TASK REQUIREMENTS –
[a] Translate this sentence from the passage on defining pornography into Spanish: "We contacted each of those researchers and invited them to take part."
[b] Rewrite everything in the passage on defining pornography from "We contacted each" down to "on their suggestions.", swapping "survey" for "questionnaire".
[c] According to the passage on defining pornography, how many researchers completed the survey?
***** SELECTED TEXT *****
The dominant definitions cannot handle such multiplicity, for pornography, the dominant social concepts, cannot possibly cover pornography, the actual aesthetic forms. (Andrews, 2012, pp. 458-459)
It is perhaps not surprising that academics across a range of disciplines have produced a series of definitions that ultimately appear to have little in common:
Pornography is variably defined as the production of sexual representation for the purpose of exchange (Huer); artistic material with little, if any, aesthetic value (Berger); the representation of persons as mere sexual objects (McElroy); [or] the representation of institutional inequality between the sexes (Dworkin; MacKinnon; Langton). (Rose, 2012, p. 458)
Indeed, an influential account of pornography by literary historian Kendrick (1996) insists that pornography is “not a thing but a concept, a thought structure”; different cultures at different times categorize different texts as pornographic as a way to control forms of knowledge and thus power relations between groups. For Kendrick, pornography does not have “any common qualities” (Williams, 1989, italics in original).
Based on the current literature, particularly when we take an interdisciplinary perspective, it is difficult to determine common features that would be acceptable to researchers in multiple disciplines as necessary elements of a definition of pornography.
Method
The project from which the data in this technical report are drawn aims to take an interdisciplinary approach to understanding the relationship between the consumption/use/exposure to pornography and aspects of healthy sexual development by means of a series of extensive systematic literature reviews across social science and humanities disciplines. In order to establish measures and definitions for such a project, the first step was to conduct an interdisciplinary Delphi panel of leading pornography researchers across the range of humanities and social science disciplines that have produced knowledge about this topic. Members were invited via recommendation from an Advisory Group comprising six leading senior academics from a range of disciplines across the social sciences and humanities chosen for their expertise in healthy sexual development and/or representations of sexuality. This included researchers positioned in sexual development, diversity and health, adolescent medicine, sexual and reproductive health, cultural studies, and feminist media studies. They were asked to provide names of “key pornography researchers around the world” to be part of the Delphi panel; between them, they suggested 57 different researchers.
We contacted each of those researchers and invited them to take part. Forty-nine responded, 44 said they would take part, and 38 completed the survey. The resulting panel included experts from a wide range of disciplines, including psychology, communication studies, cultural studies, media studies, human geography, history, literary studies, film studies, gender studies, cultural anthropology, sociology, and public health. A survey instrument was developed containing questions about the relationship between the consumption/use/exposure to pornography and aspects of healthy sexual development; this included asking for a definition of pornography among other topics. The instrument was reviewed by the Advisory Group and revised based on their suggestions.
***** DATA FOR REVIEW *****
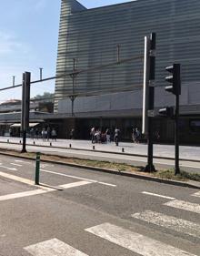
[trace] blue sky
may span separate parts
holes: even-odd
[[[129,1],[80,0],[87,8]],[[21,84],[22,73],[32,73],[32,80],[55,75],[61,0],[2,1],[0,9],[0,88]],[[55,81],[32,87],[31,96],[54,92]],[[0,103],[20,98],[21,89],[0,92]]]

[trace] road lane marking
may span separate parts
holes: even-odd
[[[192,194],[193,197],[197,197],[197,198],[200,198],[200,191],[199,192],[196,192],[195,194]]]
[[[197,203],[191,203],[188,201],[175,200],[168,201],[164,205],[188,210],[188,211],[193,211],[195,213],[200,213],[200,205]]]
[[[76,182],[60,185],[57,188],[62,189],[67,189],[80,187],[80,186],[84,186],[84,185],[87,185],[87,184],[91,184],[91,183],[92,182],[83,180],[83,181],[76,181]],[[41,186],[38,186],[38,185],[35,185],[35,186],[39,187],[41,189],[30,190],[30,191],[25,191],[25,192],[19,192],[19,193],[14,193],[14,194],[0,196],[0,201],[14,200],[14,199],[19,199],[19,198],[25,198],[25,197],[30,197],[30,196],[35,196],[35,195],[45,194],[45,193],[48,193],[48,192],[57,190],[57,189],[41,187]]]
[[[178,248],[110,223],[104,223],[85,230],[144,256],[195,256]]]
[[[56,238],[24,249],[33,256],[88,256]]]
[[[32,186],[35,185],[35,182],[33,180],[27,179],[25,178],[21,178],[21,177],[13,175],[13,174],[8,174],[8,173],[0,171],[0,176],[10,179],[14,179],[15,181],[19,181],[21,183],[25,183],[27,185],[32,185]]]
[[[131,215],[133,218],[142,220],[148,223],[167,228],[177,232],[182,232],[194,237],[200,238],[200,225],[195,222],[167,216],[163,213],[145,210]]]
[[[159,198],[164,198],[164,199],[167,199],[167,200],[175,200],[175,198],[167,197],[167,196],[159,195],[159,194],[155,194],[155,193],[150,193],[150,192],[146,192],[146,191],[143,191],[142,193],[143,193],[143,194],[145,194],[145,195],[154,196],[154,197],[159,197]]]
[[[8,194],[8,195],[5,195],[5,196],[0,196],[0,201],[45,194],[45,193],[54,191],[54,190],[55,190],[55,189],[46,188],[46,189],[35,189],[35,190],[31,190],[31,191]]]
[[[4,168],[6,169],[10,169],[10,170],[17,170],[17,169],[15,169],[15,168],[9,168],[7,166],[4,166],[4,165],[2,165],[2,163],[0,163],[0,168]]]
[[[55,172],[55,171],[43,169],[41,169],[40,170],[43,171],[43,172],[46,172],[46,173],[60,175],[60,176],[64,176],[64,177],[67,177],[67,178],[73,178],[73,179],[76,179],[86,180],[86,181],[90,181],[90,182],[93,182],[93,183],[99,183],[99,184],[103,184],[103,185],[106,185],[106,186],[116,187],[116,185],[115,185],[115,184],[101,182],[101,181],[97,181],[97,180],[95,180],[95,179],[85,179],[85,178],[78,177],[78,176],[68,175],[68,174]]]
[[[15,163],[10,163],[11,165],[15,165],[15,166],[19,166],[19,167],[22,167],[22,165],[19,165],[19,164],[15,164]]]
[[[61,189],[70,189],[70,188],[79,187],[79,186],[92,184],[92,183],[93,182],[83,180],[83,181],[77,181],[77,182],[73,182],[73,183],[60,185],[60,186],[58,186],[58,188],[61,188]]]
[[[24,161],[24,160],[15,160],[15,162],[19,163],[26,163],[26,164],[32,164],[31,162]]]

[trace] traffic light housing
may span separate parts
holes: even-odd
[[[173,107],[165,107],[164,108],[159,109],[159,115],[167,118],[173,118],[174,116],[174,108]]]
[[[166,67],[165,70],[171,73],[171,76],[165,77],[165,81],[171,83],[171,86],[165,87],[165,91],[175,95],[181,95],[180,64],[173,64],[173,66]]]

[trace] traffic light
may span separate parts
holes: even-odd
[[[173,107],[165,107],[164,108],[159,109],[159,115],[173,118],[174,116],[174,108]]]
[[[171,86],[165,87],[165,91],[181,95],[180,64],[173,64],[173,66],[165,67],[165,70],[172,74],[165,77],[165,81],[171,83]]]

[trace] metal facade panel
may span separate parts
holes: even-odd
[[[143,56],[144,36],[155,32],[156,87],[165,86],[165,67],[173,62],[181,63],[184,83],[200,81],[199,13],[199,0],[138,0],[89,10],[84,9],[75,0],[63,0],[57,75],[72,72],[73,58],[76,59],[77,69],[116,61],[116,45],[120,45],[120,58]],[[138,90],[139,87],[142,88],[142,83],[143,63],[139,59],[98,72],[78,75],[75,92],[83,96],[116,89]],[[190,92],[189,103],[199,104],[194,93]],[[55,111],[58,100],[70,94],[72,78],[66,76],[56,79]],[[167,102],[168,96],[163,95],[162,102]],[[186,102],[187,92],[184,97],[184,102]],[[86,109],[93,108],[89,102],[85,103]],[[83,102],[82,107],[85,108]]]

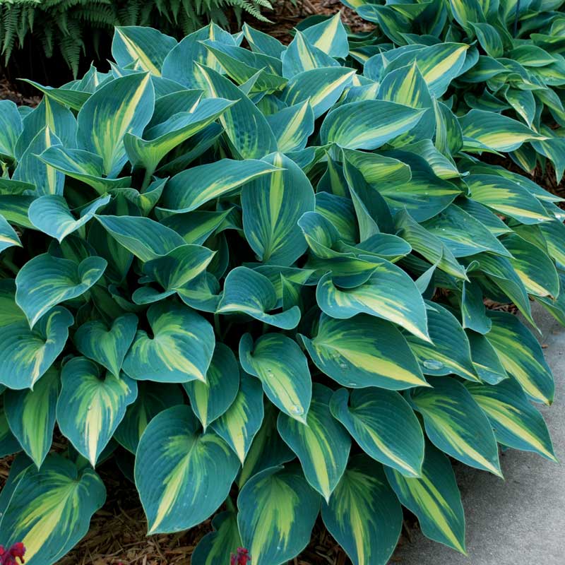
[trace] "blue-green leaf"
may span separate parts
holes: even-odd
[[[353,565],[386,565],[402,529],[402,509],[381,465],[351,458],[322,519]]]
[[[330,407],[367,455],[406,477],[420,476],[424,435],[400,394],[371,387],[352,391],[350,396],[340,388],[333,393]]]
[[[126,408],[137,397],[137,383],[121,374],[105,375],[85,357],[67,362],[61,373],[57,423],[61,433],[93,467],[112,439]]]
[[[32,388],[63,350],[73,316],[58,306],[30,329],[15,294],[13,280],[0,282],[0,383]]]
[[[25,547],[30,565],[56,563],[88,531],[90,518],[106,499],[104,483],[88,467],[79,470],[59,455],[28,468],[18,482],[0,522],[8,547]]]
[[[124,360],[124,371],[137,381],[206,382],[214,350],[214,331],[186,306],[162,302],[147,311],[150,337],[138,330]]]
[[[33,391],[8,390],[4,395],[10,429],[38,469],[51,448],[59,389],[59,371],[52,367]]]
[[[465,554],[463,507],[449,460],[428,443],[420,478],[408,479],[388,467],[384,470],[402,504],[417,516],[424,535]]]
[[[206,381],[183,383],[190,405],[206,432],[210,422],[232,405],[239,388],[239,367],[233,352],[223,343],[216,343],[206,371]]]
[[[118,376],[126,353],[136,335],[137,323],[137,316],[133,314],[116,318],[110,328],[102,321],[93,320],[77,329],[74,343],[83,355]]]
*****
ANSWERS TO THE EXERCISE –
[a] Nos pusimos en contacto con cada uno de esos investigadores y los invitamos a participar.

[b]
We contacted each of those researchers and invited them to take part. Forty-nine responded, 44 said they would take part, and 38 completed the questionnaire. The resulting panel included experts from a wide range of disciplines, including psychology, communication studies, cultural studies, media studies, human geography, history, literary studies, film studies, gender studies, cultural anthropology, sociology, and public health. A questionnaire instrument was developed containing questions about the relationship between the consumption/use/exposure to pornography and aspects of healthy sexual development; this included asking for a definition of pornography among other topics. The instrument was reviewed by the Advisory Group and revised based on their suggestions.

[c] 38